• What is required: Scan the lines below for the string "truck". Reply with how many match, and no other words.

==== Stored data ====

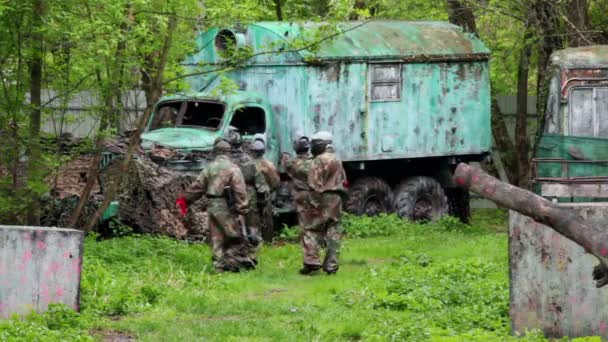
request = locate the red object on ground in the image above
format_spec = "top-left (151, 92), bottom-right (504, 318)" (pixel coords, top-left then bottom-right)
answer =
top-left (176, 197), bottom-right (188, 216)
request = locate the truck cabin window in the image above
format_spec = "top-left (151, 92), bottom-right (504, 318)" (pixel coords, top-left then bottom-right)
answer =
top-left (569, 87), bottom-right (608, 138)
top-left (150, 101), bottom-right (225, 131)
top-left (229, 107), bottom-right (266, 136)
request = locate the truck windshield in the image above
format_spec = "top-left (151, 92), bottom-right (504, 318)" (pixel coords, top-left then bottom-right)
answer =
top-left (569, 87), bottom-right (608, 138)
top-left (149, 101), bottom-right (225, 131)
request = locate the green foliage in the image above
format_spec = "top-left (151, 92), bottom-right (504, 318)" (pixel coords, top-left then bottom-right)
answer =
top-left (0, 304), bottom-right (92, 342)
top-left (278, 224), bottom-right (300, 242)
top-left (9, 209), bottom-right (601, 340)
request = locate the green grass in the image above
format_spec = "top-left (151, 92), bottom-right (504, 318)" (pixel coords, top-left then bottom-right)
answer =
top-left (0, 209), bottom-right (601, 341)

====
==== Stored data ====

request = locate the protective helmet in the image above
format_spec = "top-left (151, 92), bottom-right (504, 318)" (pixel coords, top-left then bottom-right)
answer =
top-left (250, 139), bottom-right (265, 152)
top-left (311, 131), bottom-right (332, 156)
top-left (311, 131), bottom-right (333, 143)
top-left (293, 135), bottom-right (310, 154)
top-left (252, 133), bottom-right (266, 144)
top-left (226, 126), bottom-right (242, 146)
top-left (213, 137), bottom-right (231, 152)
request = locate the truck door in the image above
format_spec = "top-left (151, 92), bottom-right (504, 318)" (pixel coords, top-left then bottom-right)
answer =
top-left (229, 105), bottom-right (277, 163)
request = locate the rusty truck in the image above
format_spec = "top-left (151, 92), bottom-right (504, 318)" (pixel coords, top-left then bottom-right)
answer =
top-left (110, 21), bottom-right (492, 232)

====

• Task result: 4